● **Directions**:
Write out, word for word, the part of the listing below that opens with the line containing "as [[473, 367]]." and closes with the line containing "as [[108, 369]].", keeping both of those lines and adding no others.

● **Extracted information**:

* * * *

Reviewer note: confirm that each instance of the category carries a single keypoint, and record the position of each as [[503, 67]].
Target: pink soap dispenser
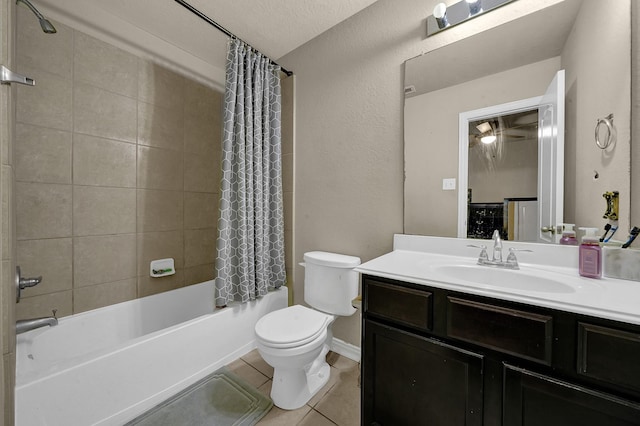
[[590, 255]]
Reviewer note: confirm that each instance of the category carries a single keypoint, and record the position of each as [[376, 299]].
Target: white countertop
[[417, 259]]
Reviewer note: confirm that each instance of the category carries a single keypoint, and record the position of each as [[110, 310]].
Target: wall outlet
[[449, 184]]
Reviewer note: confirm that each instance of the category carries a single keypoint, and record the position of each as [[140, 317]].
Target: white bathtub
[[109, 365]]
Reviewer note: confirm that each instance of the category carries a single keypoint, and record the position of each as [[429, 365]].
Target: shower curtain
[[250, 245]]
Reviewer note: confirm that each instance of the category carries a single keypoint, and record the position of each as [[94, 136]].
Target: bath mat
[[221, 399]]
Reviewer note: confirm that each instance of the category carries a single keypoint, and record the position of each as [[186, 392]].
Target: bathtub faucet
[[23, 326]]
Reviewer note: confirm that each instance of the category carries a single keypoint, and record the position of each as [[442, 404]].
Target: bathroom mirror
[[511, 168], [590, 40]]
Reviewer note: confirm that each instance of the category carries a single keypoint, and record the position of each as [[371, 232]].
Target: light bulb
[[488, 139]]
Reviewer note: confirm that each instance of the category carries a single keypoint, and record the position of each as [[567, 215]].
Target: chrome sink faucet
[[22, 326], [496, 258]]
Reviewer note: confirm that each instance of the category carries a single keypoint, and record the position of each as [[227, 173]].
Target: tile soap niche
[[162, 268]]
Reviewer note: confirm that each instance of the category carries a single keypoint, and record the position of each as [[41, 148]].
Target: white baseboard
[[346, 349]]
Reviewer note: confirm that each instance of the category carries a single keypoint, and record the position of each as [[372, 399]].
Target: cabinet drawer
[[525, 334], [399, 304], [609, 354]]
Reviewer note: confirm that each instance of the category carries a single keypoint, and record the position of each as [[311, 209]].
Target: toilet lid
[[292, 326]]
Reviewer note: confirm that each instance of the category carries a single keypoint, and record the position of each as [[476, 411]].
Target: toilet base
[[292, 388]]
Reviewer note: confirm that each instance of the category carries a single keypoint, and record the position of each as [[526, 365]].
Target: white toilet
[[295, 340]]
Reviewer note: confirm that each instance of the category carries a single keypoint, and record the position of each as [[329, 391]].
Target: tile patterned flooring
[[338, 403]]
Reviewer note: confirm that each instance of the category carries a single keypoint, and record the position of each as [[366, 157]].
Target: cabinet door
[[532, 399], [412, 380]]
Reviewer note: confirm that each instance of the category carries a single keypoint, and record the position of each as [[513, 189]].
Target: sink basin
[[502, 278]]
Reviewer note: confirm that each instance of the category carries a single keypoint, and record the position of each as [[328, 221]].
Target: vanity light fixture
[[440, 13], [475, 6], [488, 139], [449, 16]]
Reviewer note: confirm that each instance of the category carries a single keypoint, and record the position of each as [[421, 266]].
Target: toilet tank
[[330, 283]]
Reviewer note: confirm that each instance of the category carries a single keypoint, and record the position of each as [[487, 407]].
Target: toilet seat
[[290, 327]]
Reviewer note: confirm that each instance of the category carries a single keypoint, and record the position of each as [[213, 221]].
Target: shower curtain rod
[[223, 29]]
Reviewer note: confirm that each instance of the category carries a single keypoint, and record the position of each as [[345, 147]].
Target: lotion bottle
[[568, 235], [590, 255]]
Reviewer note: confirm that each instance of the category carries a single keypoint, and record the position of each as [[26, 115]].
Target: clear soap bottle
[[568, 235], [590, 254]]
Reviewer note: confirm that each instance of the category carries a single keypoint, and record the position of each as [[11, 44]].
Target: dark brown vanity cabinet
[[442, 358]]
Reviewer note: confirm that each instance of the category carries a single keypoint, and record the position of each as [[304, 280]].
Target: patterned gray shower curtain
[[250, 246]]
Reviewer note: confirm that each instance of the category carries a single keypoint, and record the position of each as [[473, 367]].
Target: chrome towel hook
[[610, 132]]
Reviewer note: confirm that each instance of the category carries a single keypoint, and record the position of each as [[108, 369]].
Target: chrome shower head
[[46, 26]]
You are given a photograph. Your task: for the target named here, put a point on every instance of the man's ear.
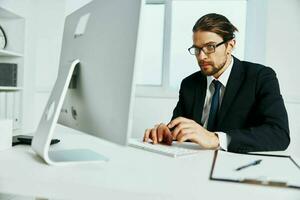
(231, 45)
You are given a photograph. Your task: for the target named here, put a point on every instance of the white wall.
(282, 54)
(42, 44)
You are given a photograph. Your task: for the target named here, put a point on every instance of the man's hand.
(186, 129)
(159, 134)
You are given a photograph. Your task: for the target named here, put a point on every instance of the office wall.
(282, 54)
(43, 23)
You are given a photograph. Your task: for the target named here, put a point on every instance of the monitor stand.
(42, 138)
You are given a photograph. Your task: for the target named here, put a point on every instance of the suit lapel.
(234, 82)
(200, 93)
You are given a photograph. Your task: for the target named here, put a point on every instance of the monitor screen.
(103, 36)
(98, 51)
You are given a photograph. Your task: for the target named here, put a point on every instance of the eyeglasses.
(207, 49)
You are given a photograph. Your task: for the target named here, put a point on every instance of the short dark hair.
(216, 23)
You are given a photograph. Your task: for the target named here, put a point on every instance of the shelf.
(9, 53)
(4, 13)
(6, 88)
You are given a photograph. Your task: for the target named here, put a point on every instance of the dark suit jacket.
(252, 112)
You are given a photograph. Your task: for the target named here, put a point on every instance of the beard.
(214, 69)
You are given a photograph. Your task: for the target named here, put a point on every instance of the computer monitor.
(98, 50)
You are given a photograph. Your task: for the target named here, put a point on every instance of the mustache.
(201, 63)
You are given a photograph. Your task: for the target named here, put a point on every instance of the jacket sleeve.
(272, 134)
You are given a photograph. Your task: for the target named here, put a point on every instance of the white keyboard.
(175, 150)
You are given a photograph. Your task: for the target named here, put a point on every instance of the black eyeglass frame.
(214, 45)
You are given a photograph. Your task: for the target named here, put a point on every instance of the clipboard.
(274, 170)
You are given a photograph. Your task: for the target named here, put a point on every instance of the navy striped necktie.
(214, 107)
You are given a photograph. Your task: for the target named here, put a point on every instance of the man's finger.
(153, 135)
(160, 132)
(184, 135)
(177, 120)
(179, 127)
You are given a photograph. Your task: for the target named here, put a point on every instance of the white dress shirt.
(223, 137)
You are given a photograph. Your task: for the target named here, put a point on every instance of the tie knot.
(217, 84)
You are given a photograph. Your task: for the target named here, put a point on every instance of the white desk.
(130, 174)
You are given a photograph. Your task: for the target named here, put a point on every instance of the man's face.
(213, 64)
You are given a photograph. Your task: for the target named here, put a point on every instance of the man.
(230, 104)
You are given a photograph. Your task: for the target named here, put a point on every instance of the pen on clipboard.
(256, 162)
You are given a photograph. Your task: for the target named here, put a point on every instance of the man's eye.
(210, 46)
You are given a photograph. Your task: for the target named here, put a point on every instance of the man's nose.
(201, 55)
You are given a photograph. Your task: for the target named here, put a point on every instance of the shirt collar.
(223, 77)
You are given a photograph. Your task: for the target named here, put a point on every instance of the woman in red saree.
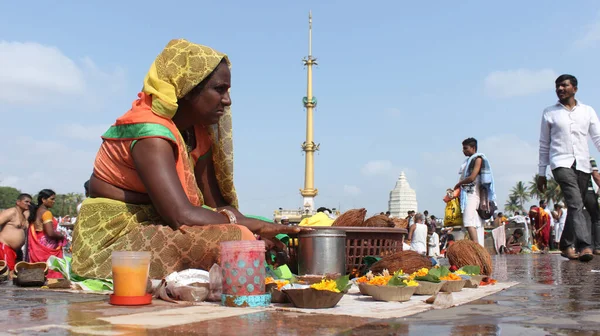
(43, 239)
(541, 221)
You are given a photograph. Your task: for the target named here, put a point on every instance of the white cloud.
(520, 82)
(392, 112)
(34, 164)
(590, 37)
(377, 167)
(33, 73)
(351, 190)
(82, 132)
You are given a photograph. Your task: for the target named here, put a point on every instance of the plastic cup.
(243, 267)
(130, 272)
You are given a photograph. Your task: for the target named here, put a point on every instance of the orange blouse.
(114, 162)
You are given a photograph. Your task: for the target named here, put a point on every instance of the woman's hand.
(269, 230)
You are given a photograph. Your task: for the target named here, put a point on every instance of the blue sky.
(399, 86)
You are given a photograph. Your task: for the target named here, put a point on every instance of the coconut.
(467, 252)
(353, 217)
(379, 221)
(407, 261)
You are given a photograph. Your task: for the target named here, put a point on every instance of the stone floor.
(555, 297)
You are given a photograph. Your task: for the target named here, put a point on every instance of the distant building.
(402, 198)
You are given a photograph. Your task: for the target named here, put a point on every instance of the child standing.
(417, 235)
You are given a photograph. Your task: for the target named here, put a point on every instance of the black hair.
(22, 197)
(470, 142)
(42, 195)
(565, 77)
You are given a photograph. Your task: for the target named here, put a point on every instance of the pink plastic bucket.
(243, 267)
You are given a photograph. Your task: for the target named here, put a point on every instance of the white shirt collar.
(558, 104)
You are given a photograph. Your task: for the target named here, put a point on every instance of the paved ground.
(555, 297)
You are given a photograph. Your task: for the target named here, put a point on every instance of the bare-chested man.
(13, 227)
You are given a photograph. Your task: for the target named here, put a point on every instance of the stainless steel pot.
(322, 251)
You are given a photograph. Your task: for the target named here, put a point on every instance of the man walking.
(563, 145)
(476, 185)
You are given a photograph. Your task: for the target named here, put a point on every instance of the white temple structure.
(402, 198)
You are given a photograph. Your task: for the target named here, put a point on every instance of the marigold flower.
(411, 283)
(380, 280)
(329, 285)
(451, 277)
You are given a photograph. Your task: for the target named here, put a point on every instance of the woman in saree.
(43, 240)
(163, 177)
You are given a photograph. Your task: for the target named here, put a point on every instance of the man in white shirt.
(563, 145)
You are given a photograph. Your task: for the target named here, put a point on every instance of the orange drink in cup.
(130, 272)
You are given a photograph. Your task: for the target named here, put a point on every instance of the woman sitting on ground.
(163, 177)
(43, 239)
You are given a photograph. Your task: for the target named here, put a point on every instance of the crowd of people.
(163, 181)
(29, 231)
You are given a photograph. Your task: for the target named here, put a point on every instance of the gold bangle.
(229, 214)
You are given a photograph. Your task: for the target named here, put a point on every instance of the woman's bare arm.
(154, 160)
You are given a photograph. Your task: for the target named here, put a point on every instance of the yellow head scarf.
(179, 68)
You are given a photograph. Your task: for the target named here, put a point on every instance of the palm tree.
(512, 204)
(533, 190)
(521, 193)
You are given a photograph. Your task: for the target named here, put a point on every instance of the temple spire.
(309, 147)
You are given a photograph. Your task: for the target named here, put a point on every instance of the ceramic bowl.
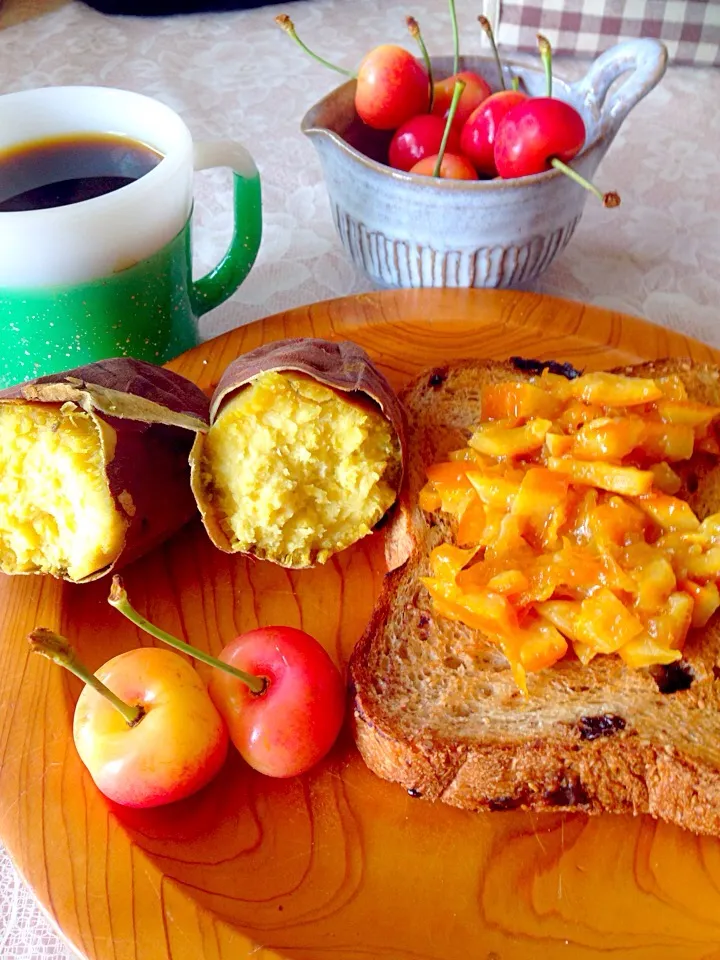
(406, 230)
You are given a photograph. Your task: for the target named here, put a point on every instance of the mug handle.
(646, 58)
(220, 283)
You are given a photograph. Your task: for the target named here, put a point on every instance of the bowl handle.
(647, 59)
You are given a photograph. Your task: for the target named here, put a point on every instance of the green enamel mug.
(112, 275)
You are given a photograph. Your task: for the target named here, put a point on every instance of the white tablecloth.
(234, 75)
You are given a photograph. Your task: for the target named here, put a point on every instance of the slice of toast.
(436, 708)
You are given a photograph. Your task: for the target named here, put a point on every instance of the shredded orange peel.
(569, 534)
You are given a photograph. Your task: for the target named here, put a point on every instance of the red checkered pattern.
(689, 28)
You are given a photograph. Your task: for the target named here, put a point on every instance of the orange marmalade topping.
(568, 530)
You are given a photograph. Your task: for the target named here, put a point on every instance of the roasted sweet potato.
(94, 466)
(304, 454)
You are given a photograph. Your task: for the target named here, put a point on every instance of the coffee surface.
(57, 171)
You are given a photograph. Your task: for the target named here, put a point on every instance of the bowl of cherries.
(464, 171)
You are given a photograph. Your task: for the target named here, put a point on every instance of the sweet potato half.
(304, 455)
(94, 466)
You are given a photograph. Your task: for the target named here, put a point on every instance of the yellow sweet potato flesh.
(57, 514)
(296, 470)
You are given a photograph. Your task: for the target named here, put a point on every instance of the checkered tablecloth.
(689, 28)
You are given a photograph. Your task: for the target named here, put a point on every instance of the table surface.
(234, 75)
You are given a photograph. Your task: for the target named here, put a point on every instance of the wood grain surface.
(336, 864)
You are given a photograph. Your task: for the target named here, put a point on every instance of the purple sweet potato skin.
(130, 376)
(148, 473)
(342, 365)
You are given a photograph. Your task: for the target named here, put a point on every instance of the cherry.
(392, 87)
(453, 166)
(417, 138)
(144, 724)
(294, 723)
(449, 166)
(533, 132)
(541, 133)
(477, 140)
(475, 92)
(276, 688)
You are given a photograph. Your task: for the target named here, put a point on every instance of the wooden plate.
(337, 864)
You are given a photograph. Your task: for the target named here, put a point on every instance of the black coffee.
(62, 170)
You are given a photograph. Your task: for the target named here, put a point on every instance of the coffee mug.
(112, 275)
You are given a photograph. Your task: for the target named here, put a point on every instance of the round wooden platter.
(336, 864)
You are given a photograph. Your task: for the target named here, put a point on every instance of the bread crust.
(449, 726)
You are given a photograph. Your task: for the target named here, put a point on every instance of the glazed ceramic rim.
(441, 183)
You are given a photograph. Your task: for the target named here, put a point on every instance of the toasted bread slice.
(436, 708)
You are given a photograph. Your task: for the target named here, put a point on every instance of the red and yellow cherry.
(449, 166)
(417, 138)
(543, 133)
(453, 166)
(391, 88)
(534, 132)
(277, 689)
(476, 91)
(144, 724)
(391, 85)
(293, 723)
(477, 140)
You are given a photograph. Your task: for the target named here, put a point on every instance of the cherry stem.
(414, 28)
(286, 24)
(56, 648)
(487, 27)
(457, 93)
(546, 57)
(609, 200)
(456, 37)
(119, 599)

* * * *

● **Finished exercise**:
Reviewer note: confirm that each instance of the category carries a single keypoint, and record the position of each as [[473, 367]].
Target: chrome towel hook
[[610, 132]]
Reviewer note: confirm that each instance of the category carries a single keypoint, and record the position of each as [[108, 369]].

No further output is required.